- LIST OF TASKS
(A) Reproduce verbatim everything in the Amtech passage from "On November 14, Amtech" down to "the agreed framework.".
(B) Using the Amtech passage, mark each statement yes or no and quote the words that decide it: (i) Amtech Semiconductor's wafers are mainly produced in Europe. (ii) The upstream supply was cut off at the start of November. (iii) The November 14 statement came from Amtech China.
(C) In the Amtech passage, where should the wafers be transported for packaging and testing?

- PASSAGE PROVIDED
-*-*-

On November 14, Amtech Netherlands headquarters issued a statement claiming that Amtech China has sufficient inventory to last for several months, and "the responsibility for the chip supply disruption lies entirely with the entities in China."

  (1. Both Sides Confirm Sufficient Inventory, but Who Is Responsible for the Supply Disruption?)

According to the established process, Amtech Semiconductor's wafers are mainly produced in Europe and should be transported to China for packaging and testing. However, Amtech Netherlands headquarters unilaterally cut off the upstream supply at the end of October, citing as an external reason that the Chinese subsidiary refused to pay the invoice and had ceased operations under the agreed framework.

Amtech Netherlands headquarters claimed that based on the wafer shipment situation before the supply cut-off, as well as the inventory accumulation caused by China's ban on finished chip exports, they concluded that Amtech China actually should have had sufficient wafers and finished products to maintain production for several months.

-*-*-

- DATASET EXCERPTS

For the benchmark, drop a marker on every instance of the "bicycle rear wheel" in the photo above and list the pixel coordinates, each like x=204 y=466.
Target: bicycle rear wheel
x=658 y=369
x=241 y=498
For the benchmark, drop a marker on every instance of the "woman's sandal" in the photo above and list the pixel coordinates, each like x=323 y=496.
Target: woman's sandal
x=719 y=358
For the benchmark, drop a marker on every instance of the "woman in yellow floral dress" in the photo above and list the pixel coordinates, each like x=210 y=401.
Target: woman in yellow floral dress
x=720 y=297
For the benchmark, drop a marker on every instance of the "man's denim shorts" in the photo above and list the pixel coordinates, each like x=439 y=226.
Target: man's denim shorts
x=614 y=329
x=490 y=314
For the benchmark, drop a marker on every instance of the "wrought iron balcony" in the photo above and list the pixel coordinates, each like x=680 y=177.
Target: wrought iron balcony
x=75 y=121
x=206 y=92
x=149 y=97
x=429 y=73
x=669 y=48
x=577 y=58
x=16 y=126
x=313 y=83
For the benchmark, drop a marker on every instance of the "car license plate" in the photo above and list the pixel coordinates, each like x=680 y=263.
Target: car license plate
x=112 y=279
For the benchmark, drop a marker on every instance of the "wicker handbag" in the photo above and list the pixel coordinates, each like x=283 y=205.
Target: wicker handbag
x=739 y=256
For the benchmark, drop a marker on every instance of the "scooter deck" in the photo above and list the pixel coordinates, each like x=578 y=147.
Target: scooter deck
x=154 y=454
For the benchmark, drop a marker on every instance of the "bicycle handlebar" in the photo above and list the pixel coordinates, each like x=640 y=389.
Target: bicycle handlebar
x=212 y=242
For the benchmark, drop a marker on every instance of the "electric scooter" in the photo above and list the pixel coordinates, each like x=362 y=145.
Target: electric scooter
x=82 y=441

-*-*-

- RESPONSE LIST
(A)
On November 14, Amtech Netherlands headquarters issued a statement claiming that Amtech China has sufficient inventory to last for several months, and "the responsibility for the chip supply disruption lies entirely with the entities in China."

  (1. Both Sides Confirm Sufficient Inventory, but Who Is Responsible for the Supply Disruption?)

According to the established process, Amtech Semiconductor's wafers are mainly produced in Europe and should be transported to China for packaging and testing. However, Amtech Netherlands headquarters unilaterally cut off the upstream supply at the end of October, citing as an external reason that the Chinese subsidiary refused to pay the invoice and had ceased operations under the agreed framework.

(B)
(i) Yes: "Amtech Semiconductor's wafers are mainly produced in Europe"
(ii) No: "cut off the upstream supply at the end of October"
(iii) No: "On November 14, Amtech Netherlands headquarters issued a statement"

(C) To China.